### Teks Bacaan
Oleh : Hasan Musthofa*
Sejarah mencatat ada banyak komunitas
utopian yang pernah eksis dalam peradaban umat manusia. Ada yang sebatas
pemikiran filsafat macam Plato dengan Republic-nya
dan Benedict Anderson dengan bukunya yang masuk ruang-ruang diskusi intelektual
di Indonesia, Imagined Community. Pun
juga dengan secara konkrit mendirikan koloni Utopian Community seperti Oneida, Shaker, dan Brook Farm, New
Harmony, dan sebagainya. Sejarah pula mencatat bahwa tak satupun dari mereka mampu
mewujudkan apa yang mereka harapkan sebagai “a new social pattern based upon a vision of
the ideal society”.
Tatanan dunia baru yang ideal sesuai dengan yang diharapkan dan diimajinasikan.

### Rumusan Soal A
Salin tanpa perubahan baris-baris entri di bawah, mulai dari baris yang memuat "Task: mark the reflection" hingga baris terakhir entri.

### Data
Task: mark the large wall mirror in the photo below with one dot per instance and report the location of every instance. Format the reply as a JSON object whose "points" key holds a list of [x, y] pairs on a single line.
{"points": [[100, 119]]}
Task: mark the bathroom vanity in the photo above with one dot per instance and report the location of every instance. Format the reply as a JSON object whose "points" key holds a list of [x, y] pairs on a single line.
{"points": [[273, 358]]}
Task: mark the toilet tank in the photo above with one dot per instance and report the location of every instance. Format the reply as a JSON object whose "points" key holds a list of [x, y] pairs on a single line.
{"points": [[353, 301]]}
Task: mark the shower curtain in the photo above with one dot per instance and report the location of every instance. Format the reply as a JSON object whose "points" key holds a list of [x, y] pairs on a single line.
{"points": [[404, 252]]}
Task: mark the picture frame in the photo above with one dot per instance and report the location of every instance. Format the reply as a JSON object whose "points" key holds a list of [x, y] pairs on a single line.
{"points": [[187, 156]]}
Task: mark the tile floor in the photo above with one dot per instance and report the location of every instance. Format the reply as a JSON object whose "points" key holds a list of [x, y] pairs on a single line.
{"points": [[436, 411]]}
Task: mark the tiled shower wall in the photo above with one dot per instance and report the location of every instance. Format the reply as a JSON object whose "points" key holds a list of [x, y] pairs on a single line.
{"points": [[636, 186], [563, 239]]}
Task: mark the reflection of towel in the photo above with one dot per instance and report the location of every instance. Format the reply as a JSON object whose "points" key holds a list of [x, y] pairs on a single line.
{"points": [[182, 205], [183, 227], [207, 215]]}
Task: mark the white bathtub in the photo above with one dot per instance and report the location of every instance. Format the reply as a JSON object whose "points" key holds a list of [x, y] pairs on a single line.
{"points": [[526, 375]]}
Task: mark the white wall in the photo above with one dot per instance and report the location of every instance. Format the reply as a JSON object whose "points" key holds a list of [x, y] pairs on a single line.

### Rumusan Soal B
Teruskan teks tentang komunitas utopis di atas dari kalimat terakhirnya.

### Hasil Latihan A
Task: mark the reflection of towel in the photo above with one dot per instance and report the location of every instance. Format the reply as a JSON object whose "points" key holds a list of [x, y] pairs on a single line.
{"points": [[182, 205], [183, 227], [207, 215]]}
Task: mark the white bathtub in the photo above with one dot per instance and report the location of every instance. Format the reply as a JSON object whose "points" key holds a list of [x, y] pairs on a single line.
{"points": [[526, 375]]}
Task: mark the white wall in the photo above with one dot per instance and report the location of every instance. Format the reply as a JSON object whose "points" key holds a list of [x, y] pairs on a single line.

### Hasil Latihan B
Hanya saja, sejarah juga menggariskan fakta
bahwa pada suatu zaman ada seorang pemuda bergelar Al Amin yang dengan selembar
kain berbentuk segi empat mampu meredam pertikaian 4 negara besar yang berkuasa
di tanah Arab dan saling mengklaim paling berhak untuk merawat Ka’bah, ikon
kekuasaan jazirah Arab pada saat itu. Kelak, pemuda bernama Muhammad bin
Abdullah ini mampu mewujudkan tatanan dunia baru yang lebih terang benderang,
jauh melebihi apa yang dibayangkan manusia pada zaman tersebut tentang sebuah
kemajuan peradaban.
Utopia
Kata “Utopia” sendiri, berdasarkan Kamus Besar
Bahasa Indonesia, merupakan pulau impian yg dilukiskan dalam buku berjudul Utopia, diterbitkan oleh Sir Thomas More
tahun 1516, di pulau itu dibayangkan adanya sistem sosial politik yang sempurna.
Sedangkan “utopi” berarti sistem sosial politik yang sempurna yang hanya ada dalam
bayangan (khayalan) dan sulit atau tidak mungkin diwujudkan dalam kenyataan yang
sebenarnya.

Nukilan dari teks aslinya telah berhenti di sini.